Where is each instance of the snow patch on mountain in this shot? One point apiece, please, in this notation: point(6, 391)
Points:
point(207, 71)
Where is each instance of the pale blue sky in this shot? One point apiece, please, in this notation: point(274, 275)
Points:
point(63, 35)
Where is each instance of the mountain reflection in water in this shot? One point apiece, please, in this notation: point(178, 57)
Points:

════════

Could you reproduce all of the material above word for word?

Where is each instance of the snow patch on mountain in this shot? One point apiece, please, in this notation: point(6, 391)
Points:
point(207, 71)
Where is each instance of the pale blue sky in this shot? One point apiece, please, in this notation: point(274, 275)
Points:
point(63, 35)
Where is each instance of the mountain reflection in water in this shot? One point apiece, please, in this notation: point(178, 57)
Points:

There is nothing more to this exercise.